Working data ->

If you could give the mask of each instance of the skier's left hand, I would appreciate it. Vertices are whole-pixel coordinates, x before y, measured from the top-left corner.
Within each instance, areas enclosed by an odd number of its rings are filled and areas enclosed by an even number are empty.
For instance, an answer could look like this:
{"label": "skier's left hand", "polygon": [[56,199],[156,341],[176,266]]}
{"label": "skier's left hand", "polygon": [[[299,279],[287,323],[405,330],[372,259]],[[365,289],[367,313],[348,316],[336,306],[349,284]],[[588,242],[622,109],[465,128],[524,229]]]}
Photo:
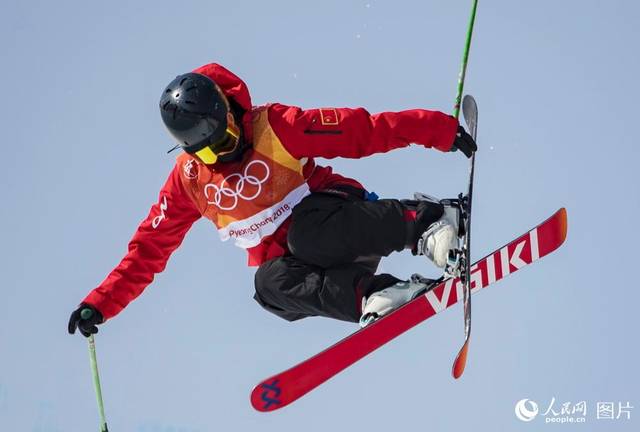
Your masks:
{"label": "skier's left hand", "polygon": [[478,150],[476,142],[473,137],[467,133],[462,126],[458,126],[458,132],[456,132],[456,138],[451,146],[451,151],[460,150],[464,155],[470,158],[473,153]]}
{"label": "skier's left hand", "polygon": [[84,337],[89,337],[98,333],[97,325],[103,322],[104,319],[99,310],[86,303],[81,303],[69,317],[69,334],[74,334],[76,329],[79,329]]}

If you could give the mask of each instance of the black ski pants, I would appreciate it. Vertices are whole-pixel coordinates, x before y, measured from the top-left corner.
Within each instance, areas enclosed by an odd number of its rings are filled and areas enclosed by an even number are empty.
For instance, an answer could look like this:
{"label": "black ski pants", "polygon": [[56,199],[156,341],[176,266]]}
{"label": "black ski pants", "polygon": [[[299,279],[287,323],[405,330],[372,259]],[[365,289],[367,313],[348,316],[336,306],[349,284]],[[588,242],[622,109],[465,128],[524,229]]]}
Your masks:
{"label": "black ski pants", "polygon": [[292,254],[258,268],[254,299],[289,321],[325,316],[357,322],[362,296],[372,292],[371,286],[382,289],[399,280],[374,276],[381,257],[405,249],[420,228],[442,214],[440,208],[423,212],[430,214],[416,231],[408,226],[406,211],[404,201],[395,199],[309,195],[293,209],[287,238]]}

==

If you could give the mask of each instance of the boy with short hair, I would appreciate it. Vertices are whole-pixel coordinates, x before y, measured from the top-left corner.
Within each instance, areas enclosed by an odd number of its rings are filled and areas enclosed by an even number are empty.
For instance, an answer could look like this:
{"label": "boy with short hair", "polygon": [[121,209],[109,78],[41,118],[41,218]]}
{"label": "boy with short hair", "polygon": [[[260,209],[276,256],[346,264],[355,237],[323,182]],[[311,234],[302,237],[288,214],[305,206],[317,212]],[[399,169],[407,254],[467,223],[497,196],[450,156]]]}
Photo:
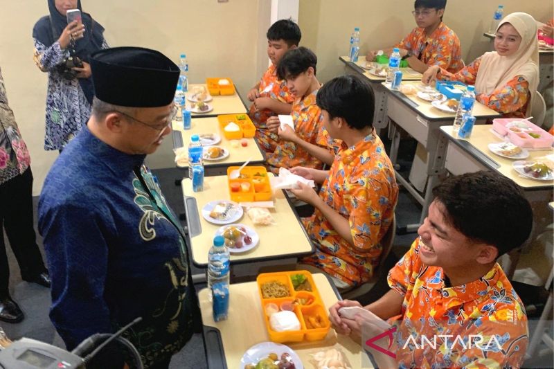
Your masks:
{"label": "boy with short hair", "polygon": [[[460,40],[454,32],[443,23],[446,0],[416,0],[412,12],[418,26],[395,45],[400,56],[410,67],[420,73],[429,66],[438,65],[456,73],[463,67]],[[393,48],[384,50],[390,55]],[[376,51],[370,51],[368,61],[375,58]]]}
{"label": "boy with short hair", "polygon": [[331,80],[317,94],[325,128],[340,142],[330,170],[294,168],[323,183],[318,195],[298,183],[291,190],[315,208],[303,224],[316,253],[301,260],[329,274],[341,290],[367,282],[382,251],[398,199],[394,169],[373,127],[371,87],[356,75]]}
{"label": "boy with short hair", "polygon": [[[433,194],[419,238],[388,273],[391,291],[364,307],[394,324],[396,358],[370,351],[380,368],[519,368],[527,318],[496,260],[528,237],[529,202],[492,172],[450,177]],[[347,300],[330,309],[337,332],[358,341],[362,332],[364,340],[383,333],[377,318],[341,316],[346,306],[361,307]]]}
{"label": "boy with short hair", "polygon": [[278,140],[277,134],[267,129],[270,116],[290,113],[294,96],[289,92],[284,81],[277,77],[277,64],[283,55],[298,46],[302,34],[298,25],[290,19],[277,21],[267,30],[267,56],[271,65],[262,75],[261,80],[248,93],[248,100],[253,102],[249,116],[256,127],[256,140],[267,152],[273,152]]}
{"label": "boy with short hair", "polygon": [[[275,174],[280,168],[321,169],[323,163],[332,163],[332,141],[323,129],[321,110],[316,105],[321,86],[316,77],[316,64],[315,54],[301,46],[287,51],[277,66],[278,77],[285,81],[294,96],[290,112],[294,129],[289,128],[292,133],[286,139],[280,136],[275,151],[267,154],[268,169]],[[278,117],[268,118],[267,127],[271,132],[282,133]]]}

Aim of the task -> Count the lines of the listing that contain the string "appreciate", treating case as significant. Give only the number.

Full solution -> 3